- Your goal -
Copy the listing below verbatim, from its first line through the line containing "</instances>", with both of those lines included.

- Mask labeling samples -
■ ■ ■ ■ ■ ■ ■

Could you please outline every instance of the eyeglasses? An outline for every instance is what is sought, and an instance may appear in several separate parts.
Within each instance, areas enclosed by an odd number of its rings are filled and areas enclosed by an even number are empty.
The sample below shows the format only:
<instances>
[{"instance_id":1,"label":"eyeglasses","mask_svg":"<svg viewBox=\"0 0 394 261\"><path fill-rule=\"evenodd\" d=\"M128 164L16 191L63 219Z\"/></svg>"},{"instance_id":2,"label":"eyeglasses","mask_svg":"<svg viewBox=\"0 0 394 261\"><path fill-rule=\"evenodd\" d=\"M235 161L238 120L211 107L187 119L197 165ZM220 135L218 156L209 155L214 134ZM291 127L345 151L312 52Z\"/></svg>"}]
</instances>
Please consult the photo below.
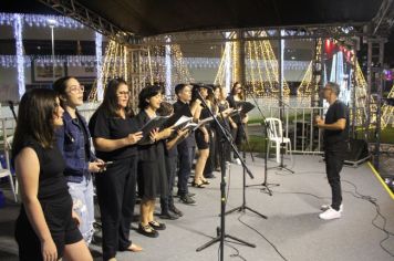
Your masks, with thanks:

■ ■ ■ ■ ■ ■ ■

- Output of the exercise -
Could you please outline every instance of the eyeglasses? An outline for every instance is what is sought, and an instance may appear in several separate parts.
Within each instance, areas enclosed by an odd number of its rings are filled and areas enclosed by an even number are empty.
The sample below shows the format only:
<instances>
[{"instance_id":1,"label":"eyeglasses","mask_svg":"<svg viewBox=\"0 0 394 261\"><path fill-rule=\"evenodd\" d=\"M128 164L16 191L63 219Z\"/></svg>"},{"instance_id":2,"label":"eyeglasses","mask_svg":"<svg viewBox=\"0 0 394 261\"><path fill-rule=\"evenodd\" d=\"M235 161L238 120L211 107L187 119L197 165ZM220 135L218 156L209 155L214 134ZM291 127L345 151L312 52Z\"/></svg>"}]
</instances>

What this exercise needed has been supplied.